-- start of Text section --

Diary, 19th October 1998:


Our first afternoon in Havana. What an extraordinary city. We arrived in the newly built airport, finished some six months ago: all space-frames and welded steel in red, white and grey. Having our passports checked was an interesting experience. Coming from the aeroplane you are led through a corridor overlooking the runway and lame looking aeroplanes rotting on their patch. From there you are funnelled into a large and merciless salle des pas perdus, divided into long segments by long lines of waiting people. Each row waits in front of a window and a door. Through the window we can see the profile of a custom’s officer, dressed in an emerald green uniform. Other men and women in military uniform are dotted about the waiting hall. They talk with each other purposefully, there is no sign of small talk. The custom's officer in the cubicle behind the window, faces another window at right angles to the one we can see him through. Behind this window stands the person who has just gone through the door and is at that moment under intense examination. The short corridor he or she stands in is narrow and of the same length as the custom officer's cubicle. It has two doors one leading back to the waiting area, the other to Cuba’s interior which begins with a fully modernised luggage collection area. When I went into the cubicle I faced the lady checking my passport. Behind me, against the ceiling was a mirror into which the lady looked at regular intervals. I got through without any delay and a simple almost unnoticeable green stamp in my passport.

When we emerged from the luggage collection hall, having had ourselves courteously checked by one of the many men in emerald green, we were met by two professors from the school of architecture. We drove by bus to the Hotel Vedado, a wonderful drive along a wide and very straight road lined with curious concrete buildings, many of them daring if not altogether hopeful experiments in housing form. There were circular single-storey minimum-existenz houses as well as a vast laboratory in glass and concrete. It was an optimistic architecture, full of the future and full of disappointment, in the past and ultimately, in itself. All of it was slowly decaying. There was a huge sports complex in concrete, daringly enormous Corbusian Housing Estates, housing a dignified but palpable and sometimes overwhelming poverty.

The Hotel Vedado could not put us up. After a lot of toing and froing and the helpful intervention of the Dean of the School of Architecture, Mr Bancroft, whose ancestors came from Jamaica, a fact to which his surname still attested, we were put up in a four star hotel for the same price. We walked up and down between hotels and shuttled back and forth in the dean’s Lada jeep which was driven by a surly jet-black chauffeur who showed contempt for everything and drove with a dramatized reluctance. Talking to Mr Bancroft while waiting at various desks, manned by helpful reception ladies, to have our hotel arrangements finalised, it soon became clear how immensely proud he was of his city and his country. And this despite the fact he had to invest most of his time looking for ways to stay afloat. Somehow this proud lack of funds rhymed well with the once magnificent and now paintless buildings of which Havana is full.

Dilapidation in Havana has reached the level of the mythological, so much sheer exhaustion, some of it collapsed under its own weight, other buildings standing like Lazarus. At the same time it is a very different form of dilapidation than that affecting Kingston. The dilapidation of Havana is not from passive neglect and an apparent carelessness, it is far more conscious than that. It is a careful neglect, a studied neglect, a purposeful one. Firstly, the neglect is conscious; it was part of a political plan to redirect resources from Havana to the countryside. And when resources dried up, that was that. Secondly there is the studious nature of the neglect, which is visible in the care which is taken to stretch the useful life of the buildings and the cars so far beyond what could be reasonably asked of anything. Cubans understand their cars and their built fabric from that point of view and prioritise accordingly. This is also manifest in the way that objects made for consumption are not consumed but endlessly preserved, embalmed. Consumption in Havana does not obey the same laws as it does elsewhere.

-- end of Text section --
-- start of Provided data --

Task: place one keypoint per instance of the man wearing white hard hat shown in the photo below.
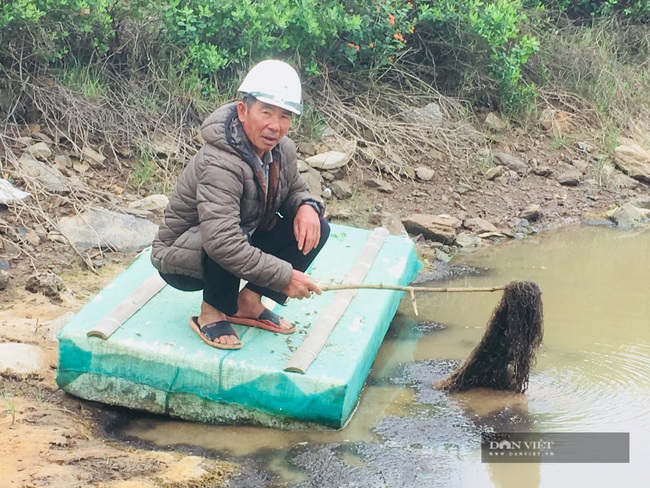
(241, 211)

-- end of Provided data --

## Task requirements
1. In one to three sentences, explain why the Havana diary entry calls the city's neglect conscious.
2. Write the next paragraph of the Havana diary entry, picking up after its final sentence.
The data was taken from a separate source.

## Expected outputs
1. The neglect was part of a political plan to redirect resources from Havana to the countryside. When those resources dried up, that was that.

2.
In the evening we went for a walk. It is a dark city, few lights and few noises. The televisions echo through the bare rooms with their high ceilings, making the walls come alive with the vague reflection of moving colours. The hollow noises carry into the streets. Life at night, indoor life, is not kept a secret, one can look into the open doors to see… men watching television, mostly. The interiors are sparsely decorated with pictures of lovely ladies and Christ, the great comforters, a few old books, artificial flowers, fussy glass objects, pictures of grandparents and more pictures of Jesus.

Everyone except for the men watching telly is out on the streets, talking. Young couples clasp each other casually, with only attention for each other. Others look around and are aware of their surroundings, people are polite and allow everyone their space. It is a different way of being in public space to what I am used to in the streets of Kingston. The streets themselves are different. Here they are properly urban in a romantic sense of that word: the pavements are narrow, the buildings high, the sky reduced to narrow bands, rivers in the sky. In Kingston the sky is broad at night in the street, the buildings are generally low, except perhaps in Knutsford Boulevard. The noises are different. Kingston is characterised by the highly localised but intense rhythmic beat of the base coming from large speaker walls lining the pavement. In Havana it is different: more couples, more mystery, less excitement and above all more tired.

The cars are marvellous as are the motorcycles with their side-spans. Old bicycles negotiate their way through the traffic with girls on the back holding on to the men doing the work. In Jamaica these men drive high-powered motorbikes of the latest make; the delicious bottoms of the girls are thrust into the air as if to receive the power from the engine. It is a direct sexual experience, in your face, without the complications and tortuous demands of sensuality. In Havana the girls I have seen so far on the back of bicycles and motorbikes, which are not many, do not clasp and thrust with such explicit clarity. We walked up the steps of the university but we were not allowed very far. Somewhere within the grand staircase a window revealed itself and a man behind it shooed us away. The university is a grand early 20th century Greek revival thing; the staircase is “very” baroque and conscious of its single-minded purpose to display and symbolize, to express and be the metaphor for the ascent of national truth, the Cuban Parnassus. The staircase is terraced to allow secondary staircases to branch off towards a regiment of buildings standing to attention along the route which ends with the main university building, heavily pedimented and endowed with enormous columns: a Greek revival extravaganza. The buildings along the staircase are carefully placed and sized to second this impressive centrepiece. The lower buildings are strongly articulated, as if they form an overture to the main event while the upper buildings are shallower, flatter to hold back for the enormous presence of colonnade and pediment, which they frame as well as they can. Turning around one becomes the focus of two long straight streets meeting just below the staircase and which descend into the old city. A beautiful bit of urban theatre.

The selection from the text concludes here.